Word for word, repeat each entry that follows.

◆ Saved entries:
────────────────
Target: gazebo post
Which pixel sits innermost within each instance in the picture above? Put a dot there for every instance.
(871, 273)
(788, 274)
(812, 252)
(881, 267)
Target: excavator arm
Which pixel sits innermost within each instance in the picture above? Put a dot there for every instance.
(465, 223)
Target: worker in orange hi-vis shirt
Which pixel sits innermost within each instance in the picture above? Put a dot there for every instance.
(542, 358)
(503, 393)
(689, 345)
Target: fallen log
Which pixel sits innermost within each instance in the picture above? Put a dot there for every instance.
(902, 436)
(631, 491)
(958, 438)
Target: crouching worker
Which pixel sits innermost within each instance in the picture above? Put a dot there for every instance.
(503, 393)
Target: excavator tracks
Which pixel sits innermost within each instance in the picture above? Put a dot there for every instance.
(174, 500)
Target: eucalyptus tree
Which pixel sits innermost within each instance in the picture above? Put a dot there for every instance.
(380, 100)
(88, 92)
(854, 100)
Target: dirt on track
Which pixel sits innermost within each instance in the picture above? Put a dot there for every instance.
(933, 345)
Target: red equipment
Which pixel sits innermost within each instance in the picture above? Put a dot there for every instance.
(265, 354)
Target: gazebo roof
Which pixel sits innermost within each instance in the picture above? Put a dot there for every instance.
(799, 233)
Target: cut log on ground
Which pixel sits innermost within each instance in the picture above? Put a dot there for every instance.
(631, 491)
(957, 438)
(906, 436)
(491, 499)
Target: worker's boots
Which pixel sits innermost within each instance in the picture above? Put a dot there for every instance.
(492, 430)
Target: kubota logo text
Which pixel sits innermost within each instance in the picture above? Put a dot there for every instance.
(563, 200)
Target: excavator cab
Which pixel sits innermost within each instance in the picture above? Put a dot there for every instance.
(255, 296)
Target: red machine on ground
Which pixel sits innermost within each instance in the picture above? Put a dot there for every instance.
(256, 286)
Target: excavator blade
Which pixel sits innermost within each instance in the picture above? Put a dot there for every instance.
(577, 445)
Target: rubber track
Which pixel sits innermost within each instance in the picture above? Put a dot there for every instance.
────────────────
◆ Result of this task:
Target: gazebo post
Which pixel sits innermost within each instance in the picture above? Put a dot there for every instance.
(871, 273)
(788, 274)
(812, 252)
(881, 267)
Target: excavator arm
Which pixel sits innermost within each instance in the picture above? Put a dot there for every instance.
(465, 223)
Target: worker in orange hi-vis shirt
Which pixel sits innermost within each instance in the picture above? Put a dot there for every instance.
(542, 358)
(503, 393)
(689, 345)
Target: fallen log
Which pixel sits innermost within each instance in the picture above? Put a dot there for every instance.
(902, 436)
(631, 491)
(958, 438)
Target: crouching worker
Which pixel sits innermost within each instance in the picture above? Put a dot there for every instance.
(503, 393)
Target: excavator tracks
Which pixel sits innermost within each instance in the picture above? Put a dot there for every instance.
(174, 500)
Target: eucalyptus tree
Which pixel sits innermost within each instance in the picture above? Put a dot there for every instance.
(380, 100)
(88, 92)
(854, 100)
Target: dirt on track
Which pixel sits innermost within each instance in the picture above? Put a dot there for every instance.
(933, 345)
Target: red equipment
Which pixel sits innermost within each instance in the picture above? Put a dot there for every instance.
(265, 354)
Target: gazebo roof
Which pixel sits innermost within each instance in the picture above? Put a dot there for every instance.
(799, 233)
Target: cut log on ground
Which pixel sits innermost within each instance in the picture above? Put a dot there for every instance.
(631, 491)
(957, 438)
(906, 436)
(491, 499)
Target: worker's boots
Which pixel sits innermost within each instance in the picture above? Put a dot there for every instance.
(492, 430)
Target: kubota logo text
Which pixel sits innermost within each instance in the picture above? Put a dot there for every instance.
(563, 200)
Target: excavator cab
Which pixel sits innermost within each instance in the picture above? Put a dot there for every instance.
(255, 296)
Target: red machine on ground
Which pixel sits innermost within each instance in the picture above? Put a dot there for every instance.
(256, 286)
Target: excavator blade
Which pixel sits innermost within each instance in the picture above? Put a dot there for every instance.
(577, 445)
Target: rubber track
Which pixel sits innermost within each instance in the picture above? Put a dot there for every instance.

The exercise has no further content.